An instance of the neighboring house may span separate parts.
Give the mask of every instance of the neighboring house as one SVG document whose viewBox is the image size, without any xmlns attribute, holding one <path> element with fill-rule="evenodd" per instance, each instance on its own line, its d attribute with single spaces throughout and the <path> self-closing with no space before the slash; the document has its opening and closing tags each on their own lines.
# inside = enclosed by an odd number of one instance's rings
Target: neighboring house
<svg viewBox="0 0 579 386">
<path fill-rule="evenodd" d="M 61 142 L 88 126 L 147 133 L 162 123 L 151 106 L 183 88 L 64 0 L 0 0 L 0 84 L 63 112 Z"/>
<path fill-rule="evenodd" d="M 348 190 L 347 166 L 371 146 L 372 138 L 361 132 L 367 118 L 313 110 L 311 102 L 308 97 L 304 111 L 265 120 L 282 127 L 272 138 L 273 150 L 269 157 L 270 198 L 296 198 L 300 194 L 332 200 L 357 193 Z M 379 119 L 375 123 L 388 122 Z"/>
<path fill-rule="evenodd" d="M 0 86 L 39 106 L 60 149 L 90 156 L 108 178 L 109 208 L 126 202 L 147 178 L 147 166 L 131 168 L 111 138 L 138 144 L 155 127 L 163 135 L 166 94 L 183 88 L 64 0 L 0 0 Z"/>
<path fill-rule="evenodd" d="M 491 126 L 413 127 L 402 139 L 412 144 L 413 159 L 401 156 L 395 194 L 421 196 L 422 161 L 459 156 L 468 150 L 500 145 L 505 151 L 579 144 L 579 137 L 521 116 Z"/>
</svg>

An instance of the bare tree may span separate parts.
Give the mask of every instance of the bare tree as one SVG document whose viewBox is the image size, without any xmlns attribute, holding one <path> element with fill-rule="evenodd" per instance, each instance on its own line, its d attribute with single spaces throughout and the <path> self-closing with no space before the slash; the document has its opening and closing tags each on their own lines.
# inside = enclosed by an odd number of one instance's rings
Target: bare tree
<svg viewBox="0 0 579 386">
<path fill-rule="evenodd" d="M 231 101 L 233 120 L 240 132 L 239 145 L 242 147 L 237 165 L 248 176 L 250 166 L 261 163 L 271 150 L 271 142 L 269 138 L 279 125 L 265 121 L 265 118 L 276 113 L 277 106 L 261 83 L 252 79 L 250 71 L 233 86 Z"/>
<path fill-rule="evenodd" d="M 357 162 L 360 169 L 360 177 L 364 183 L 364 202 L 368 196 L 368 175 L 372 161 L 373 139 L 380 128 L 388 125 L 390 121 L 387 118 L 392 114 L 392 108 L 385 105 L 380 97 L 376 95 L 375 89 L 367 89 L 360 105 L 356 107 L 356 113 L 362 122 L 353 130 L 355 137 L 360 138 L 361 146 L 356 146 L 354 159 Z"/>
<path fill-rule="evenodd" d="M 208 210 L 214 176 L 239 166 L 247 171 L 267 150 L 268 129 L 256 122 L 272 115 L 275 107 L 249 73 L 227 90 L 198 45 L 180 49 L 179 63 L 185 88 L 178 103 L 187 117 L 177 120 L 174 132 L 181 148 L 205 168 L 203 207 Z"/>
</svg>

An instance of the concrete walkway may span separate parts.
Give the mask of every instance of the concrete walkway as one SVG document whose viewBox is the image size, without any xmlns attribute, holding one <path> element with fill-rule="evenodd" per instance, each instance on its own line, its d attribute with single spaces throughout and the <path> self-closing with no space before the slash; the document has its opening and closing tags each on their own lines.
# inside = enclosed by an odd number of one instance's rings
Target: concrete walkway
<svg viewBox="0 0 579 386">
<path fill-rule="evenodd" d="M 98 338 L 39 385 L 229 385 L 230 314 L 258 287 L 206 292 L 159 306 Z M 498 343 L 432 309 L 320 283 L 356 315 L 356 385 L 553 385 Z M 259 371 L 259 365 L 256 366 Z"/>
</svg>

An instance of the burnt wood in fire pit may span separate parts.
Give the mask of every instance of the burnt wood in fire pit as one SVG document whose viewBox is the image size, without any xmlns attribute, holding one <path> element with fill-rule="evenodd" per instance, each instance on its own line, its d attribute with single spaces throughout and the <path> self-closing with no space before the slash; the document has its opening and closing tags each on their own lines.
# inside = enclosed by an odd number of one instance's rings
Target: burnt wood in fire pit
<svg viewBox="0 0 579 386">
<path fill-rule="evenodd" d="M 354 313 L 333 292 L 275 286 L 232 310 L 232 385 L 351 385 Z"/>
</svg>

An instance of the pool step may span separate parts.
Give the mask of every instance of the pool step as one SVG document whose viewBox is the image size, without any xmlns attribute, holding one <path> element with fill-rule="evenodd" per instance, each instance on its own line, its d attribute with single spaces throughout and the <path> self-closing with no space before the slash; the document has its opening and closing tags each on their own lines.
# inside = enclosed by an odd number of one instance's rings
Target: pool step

## PROBLEM TO SOLVE
Render every line of the data above as a JSON array of strings, one string per line, with blank lines omitted.

## THE COMPLETED TASK
[
  "An instance of the neighboring house may span separate parts.",
  "Give the mask of every instance of the neighboring house as one SVG document whose viewBox is the image size, without any xmlns attribute, holding one <path> element with fill-rule=\"evenodd\" per instance, each instance on its own line, its d attribute with single spaces throughout and the <path> self-closing with no space before the slash; the document has its opening and closing tags each on their own lines.",
  "# inside = enclosed by an odd number of one instance's rings",
  "Target: neighboring house",
  "<svg viewBox=\"0 0 579 386\">",
  "<path fill-rule=\"evenodd\" d=\"M 61 142 L 88 126 L 147 133 L 162 123 L 151 106 L 183 88 L 64 0 L 0 0 L 0 84 L 63 112 Z\"/>",
  "<path fill-rule=\"evenodd\" d=\"M 348 190 L 347 166 L 371 146 L 372 138 L 361 132 L 367 118 L 313 110 L 311 102 L 308 97 L 304 111 L 265 120 L 282 127 L 272 138 L 273 150 L 269 157 L 270 198 L 296 198 L 300 194 L 332 200 L 357 193 Z M 379 119 L 375 123 L 388 122 Z\"/>",
  "<path fill-rule=\"evenodd\" d=\"M 0 86 L 39 106 L 60 149 L 90 156 L 108 178 L 109 208 L 126 202 L 147 178 L 147 166 L 131 168 L 111 138 L 138 144 L 155 127 L 163 135 L 166 94 L 183 88 L 64 0 L 0 0 Z\"/>",
  "<path fill-rule=\"evenodd\" d=\"M 491 126 L 413 127 L 402 139 L 412 144 L 413 159 L 401 156 L 395 194 L 421 196 L 422 161 L 459 156 L 468 150 L 500 145 L 505 151 L 579 144 L 579 137 L 521 116 Z\"/>",
  "</svg>",
  "An instance of the bare tree may span separate parts.",
  "Give the mask of every instance of the bare tree as one SVG document whose viewBox is the image size, without any xmlns attribute, holding one <path> element with fill-rule=\"evenodd\" per instance, each instance on its own line, its d attribute with single spaces throughout and the <path> self-closing with no space before the slash; the document has its opening and closing tags each on their own lines.",
  "# inside = enclosed by an odd number of one instance's rings",
  "Target: bare tree",
  "<svg viewBox=\"0 0 579 386\">",
  "<path fill-rule=\"evenodd\" d=\"M 231 101 L 233 120 L 240 132 L 239 145 L 242 147 L 237 165 L 248 176 L 250 166 L 261 163 L 271 150 L 271 142 L 269 138 L 279 125 L 265 121 L 265 118 L 276 113 L 277 106 L 261 83 L 252 79 L 250 71 L 233 86 Z\"/>",
  "<path fill-rule=\"evenodd\" d=\"M 357 162 L 360 169 L 360 177 L 364 183 L 364 202 L 368 196 L 368 175 L 372 161 L 373 139 L 380 128 L 388 125 L 390 121 L 387 118 L 392 114 L 392 108 L 385 105 L 380 97 L 376 95 L 375 89 L 367 89 L 360 105 L 356 107 L 356 113 L 362 122 L 353 130 L 355 137 L 360 138 L 361 146 L 356 146 L 354 159 Z\"/>",
  "<path fill-rule=\"evenodd\" d=\"M 208 210 L 214 176 L 239 166 L 247 171 L 267 150 L 268 129 L 256 122 L 272 115 L 275 107 L 249 73 L 227 90 L 198 45 L 180 49 L 179 63 L 185 88 L 178 103 L 187 117 L 177 120 L 174 132 L 181 148 L 205 168 L 203 207 Z\"/>",
  "</svg>",
  "An instance of the concrete walkway may span separate parts.",
  "Give the mask of every instance of the concrete walkway as one SVG document whose viewBox is the image size, without any xmlns attribute, holding one <path> element with fill-rule=\"evenodd\" per instance, each instance on its own line, its d attribute with single spaces throughout and the <path> self-closing with no space before the slash; the document has its opening and closing tags each on their own lines.",
  "# inside = enclosed by an odd number of one instance's rings",
  "Target: concrete walkway",
  "<svg viewBox=\"0 0 579 386\">",
  "<path fill-rule=\"evenodd\" d=\"M 98 338 L 39 385 L 229 385 L 230 314 L 258 287 L 206 292 L 159 306 Z M 498 343 L 432 309 L 320 283 L 356 315 L 356 385 L 553 385 Z M 259 371 L 259 365 L 256 366 Z\"/>",
  "</svg>",
  "An instance of the burnt wood in fire pit may span separate parts.",
  "Give the mask of every instance of the burnt wood in fire pit as one SVG document whose viewBox is the image size, without any xmlns attribute, holding one <path> element with fill-rule=\"evenodd\" per instance, each instance on its own line, its d attribute with single spaces throughout and the <path> self-closing with no space before the slash; the document has its opening and closing tags each on their own lines.",
  "# inside = enclosed by an odd number of one instance's rings",
  "Target: burnt wood in fire pit",
  "<svg viewBox=\"0 0 579 386\">",
  "<path fill-rule=\"evenodd\" d=\"M 354 313 L 333 292 L 275 286 L 232 310 L 232 385 L 351 385 Z\"/>",
  "</svg>",
  "An instance of the pool step may span separate parts.",
  "Give the mask of every instance of the pool step as one SVG document whose viewBox is the image size, without any xmlns attribute, holding one <path> element with fill-rule=\"evenodd\" per instance, each instance on its own line, its d attribute with single spaces throughout and the <path> self-closing with no space before the slash; the document has its opening and closing tags each on their own lines.",
  "# inside = enclosed by an odd number of one instance's rings",
  "Target: pool step"
]